(WHAT THE TASK ASKS)
Leave out the pictures, then output the lines of the records below from the first through the one containing "target | ice rink".

###

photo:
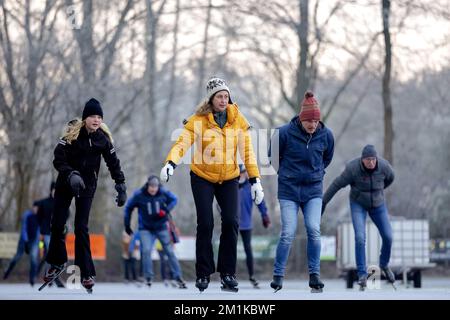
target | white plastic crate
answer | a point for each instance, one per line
(410, 246)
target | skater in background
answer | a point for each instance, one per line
(367, 176)
(153, 203)
(77, 160)
(44, 209)
(245, 220)
(166, 273)
(216, 126)
(301, 150)
(28, 243)
(131, 254)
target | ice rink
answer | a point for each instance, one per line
(433, 289)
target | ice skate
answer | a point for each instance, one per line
(390, 277)
(254, 283)
(362, 282)
(88, 283)
(315, 284)
(180, 283)
(277, 283)
(202, 283)
(229, 283)
(52, 274)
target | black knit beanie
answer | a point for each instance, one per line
(91, 108)
(368, 151)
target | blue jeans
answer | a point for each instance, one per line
(289, 218)
(379, 216)
(148, 239)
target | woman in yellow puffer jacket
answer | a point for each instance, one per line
(218, 130)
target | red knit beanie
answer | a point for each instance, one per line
(310, 108)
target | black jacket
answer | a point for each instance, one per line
(366, 188)
(84, 155)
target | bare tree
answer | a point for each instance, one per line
(387, 103)
(28, 92)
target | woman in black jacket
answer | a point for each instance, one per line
(77, 160)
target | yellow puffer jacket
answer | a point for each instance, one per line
(215, 150)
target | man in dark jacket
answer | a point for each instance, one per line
(367, 176)
(154, 204)
(301, 150)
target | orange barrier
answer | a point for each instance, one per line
(98, 246)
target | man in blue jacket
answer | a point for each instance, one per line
(367, 176)
(301, 150)
(154, 204)
(245, 220)
(28, 243)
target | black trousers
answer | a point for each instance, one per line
(227, 197)
(57, 253)
(130, 270)
(247, 239)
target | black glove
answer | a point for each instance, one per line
(266, 221)
(128, 230)
(27, 247)
(324, 205)
(121, 198)
(76, 182)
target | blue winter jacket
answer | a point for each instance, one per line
(246, 206)
(302, 160)
(149, 208)
(30, 226)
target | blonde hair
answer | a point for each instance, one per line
(204, 108)
(73, 127)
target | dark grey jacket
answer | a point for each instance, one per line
(366, 188)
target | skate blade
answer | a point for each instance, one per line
(51, 281)
(234, 290)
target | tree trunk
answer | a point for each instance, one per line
(202, 60)
(388, 126)
(302, 69)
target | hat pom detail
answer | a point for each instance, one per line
(309, 94)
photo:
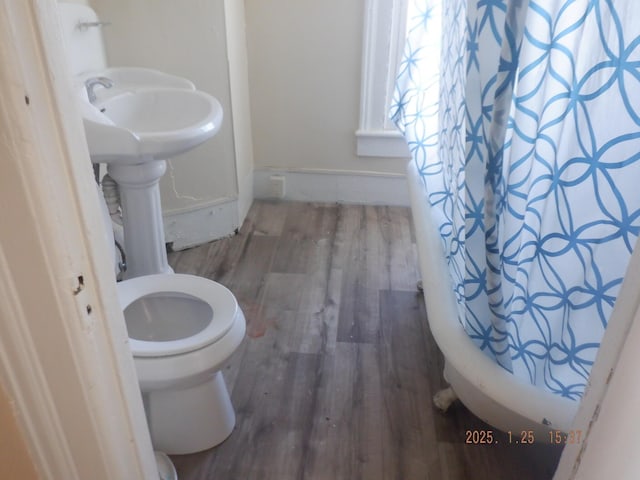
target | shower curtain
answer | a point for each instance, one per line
(523, 119)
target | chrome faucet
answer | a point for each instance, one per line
(91, 83)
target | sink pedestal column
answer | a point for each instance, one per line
(143, 226)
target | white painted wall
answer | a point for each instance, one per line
(304, 73)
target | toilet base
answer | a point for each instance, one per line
(190, 419)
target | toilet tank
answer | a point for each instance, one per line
(84, 44)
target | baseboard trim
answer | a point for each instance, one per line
(201, 224)
(366, 188)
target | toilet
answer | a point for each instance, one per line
(182, 329)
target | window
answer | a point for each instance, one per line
(383, 41)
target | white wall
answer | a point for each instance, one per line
(304, 72)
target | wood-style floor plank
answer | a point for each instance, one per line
(335, 377)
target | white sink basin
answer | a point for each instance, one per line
(149, 123)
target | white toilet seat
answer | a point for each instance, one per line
(223, 310)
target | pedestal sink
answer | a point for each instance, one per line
(134, 133)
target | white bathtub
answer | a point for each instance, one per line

###

(ANSWER TO THIS EXERCISE)
photo:
target | white plastic crate
answer | a point for each instance, one per line
(410, 246)
target | skater in background
answer | a point for each instance, one per line
(367, 176)
(153, 203)
(77, 160)
(44, 209)
(245, 220)
(166, 273)
(216, 126)
(301, 150)
(28, 243)
(131, 254)
target | ice rink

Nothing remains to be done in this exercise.